Stated task — An exact copy of all the data is required, with pictures left out.
[start]
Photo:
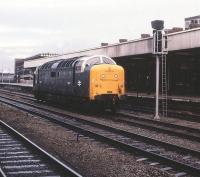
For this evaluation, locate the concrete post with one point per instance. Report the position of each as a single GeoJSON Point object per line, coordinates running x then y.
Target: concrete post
{"type": "Point", "coordinates": [157, 87]}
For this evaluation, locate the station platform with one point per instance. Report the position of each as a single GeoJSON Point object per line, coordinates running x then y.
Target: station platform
{"type": "Point", "coordinates": [175, 98]}
{"type": "Point", "coordinates": [28, 88]}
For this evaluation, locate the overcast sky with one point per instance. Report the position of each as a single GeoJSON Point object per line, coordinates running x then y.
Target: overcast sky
{"type": "Point", "coordinates": [29, 27]}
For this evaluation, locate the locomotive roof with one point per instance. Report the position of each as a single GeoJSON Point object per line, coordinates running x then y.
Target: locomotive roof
{"type": "Point", "coordinates": [62, 63]}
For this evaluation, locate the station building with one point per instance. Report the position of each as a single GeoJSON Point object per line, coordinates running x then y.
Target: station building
{"type": "Point", "coordinates": [183, 61]}
{"type": "Point", "coordinates": [23, 74]}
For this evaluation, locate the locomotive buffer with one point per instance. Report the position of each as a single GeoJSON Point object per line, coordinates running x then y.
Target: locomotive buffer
{"type": "Point", "coordinates": [160, 52]}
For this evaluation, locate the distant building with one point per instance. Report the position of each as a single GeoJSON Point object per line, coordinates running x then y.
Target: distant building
{"type": "Point", "coordinates": [7, 77]}
{"type": "Point", "coordinates": [25, 75]}
{"type": "Point", "coordinates": [192, 22]}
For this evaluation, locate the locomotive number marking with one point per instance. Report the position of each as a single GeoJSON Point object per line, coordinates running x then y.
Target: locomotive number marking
{"type": "Point", "coordinates": [79, 83]}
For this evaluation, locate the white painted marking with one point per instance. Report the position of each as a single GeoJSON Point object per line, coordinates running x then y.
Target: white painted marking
{"type": "Point", "coordinates": [6, 139]}
{"type": "Point", "coordinates": [14, 153]}
{"type": "Point", "coordinates": [16, 157]}
{"type": "Point", "coordinates": [23, 166]}
{"type": "Point", "coordinates": [7, 142]}
{"type": "Point", "coordinates": [10, 145]}
{"type": "Point", "coordinates": [12, 148]}
{"type": "Point", "coordinates": [141, 159]}
{"type": "Point", "coordinates": [19, 161]}
{"type": "Point", "coordinates": [79, 83]}
{"type": "Point", "coordinates": [154, 163]}
{"type": "Point", "coordinates": [29, 172]}
{"type": "Point", "coordinates": [180, 174]}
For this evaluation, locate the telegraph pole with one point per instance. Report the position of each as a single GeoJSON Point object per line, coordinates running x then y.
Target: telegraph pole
[end]
Final result —
Photo:
For this evaluation, locate the concrete post with one point per instance. Report the position of each as a single GeoJSON Point object per line, coordinates running x then y.
Target: concrete post
{"type": "Point", "coordinates": [157, 87]}
For this evaluation, locate the station platform with one point per instance. Report the position of each as a single GeoJSON Point object per line, coordinates running x then y.
Target: station platform
{"type": "Point", "coordinates": [175, 98]}
{"type": "Point", "coordinates": [28, 88]}
For this evaluation, locate the overcast sky with one point per instance. Report the position of each as a single GeoJSON Point object per line, coordinates running x then y.
Target: overcast sky
{"type": "Point", "coordinates": [29, 27]}
For this evaluation, locate the locomotive roof with one point per instance. Report the position of each as a single GeoJSON Point object per line, coordinates running x then y.
Target: locomotive roof
{"type": "Point", "coordinates": [62, 63]}
For this evaluation, locate the station building with one point per instance. Report the position of each as a single GeoJSON Point object per line, coordinates running x then y.
Target: station building
{"type": "Point", "coordinates": [183, 61]}
{"type": "Point", "coordinates": [23, 74]}
For this evaluation, locate the locomotive buffer with one point per instance. Report the position of each as a single GeoJSON Point object per line, coordinates running x then y.
Target: locomotive buffer
{"type": "Point", "coordinates": [160, 52]}
For this evaluation, locate the distant building with one point per instance. Report the position of each as a single GeoJSON Point object per line, coordinates running x then y.
Target: distant building
{"type": "Point", "coordinates": [7, 77]}
{"type": "Point", "coordinates": [25, 75]}
{"type": "Point", "coordinates": [192, 22]}
For this evaluation, locate the locomotive number marking with one point per instance. Report the position of each as a single GeoJSON Point object per line, coordinates running x then y.
Target: locomotive number marking
{"type": "Point", "coordinates": [79, 83]}
For this evaluation, locate the white painted marking with one point per instance. Report the position of each as a single GeoJSON Point object per line, coordinates running x then y.
Target: white painted marking
{"type": "Point", "coordinates": [6, 139]}
{"type": "Point", "coordinates": [14, 153]}
{"type": "Point", "coordinates": [16, 157]}
{"type": "Point", "coordinates": [23, 166]}
{"type": "Point", "coordinates": [7, 142]}
{"type": "Point", "coordinates": [10, 145]}
{"type": "Point", "coordinates": [12, 148]}
{"type": "Point", "coordinates": [141, 159]}
{"type": "Point", "coordinates": [19, 161]}
{"type": "Point", "coordinates": [79, 83]}
{"type": "Point", "coordinates": [154, 163]}
{"type": "Point", "coordinates": [29, 172]}
{"type": "Point", "coordinates": [180, 174]}
For this evaluation, locate the telegraph pole with one point per instance. Report the position of each as a single GeoJSON Point object per line, coordinates running x then y.
Target: telegraph pole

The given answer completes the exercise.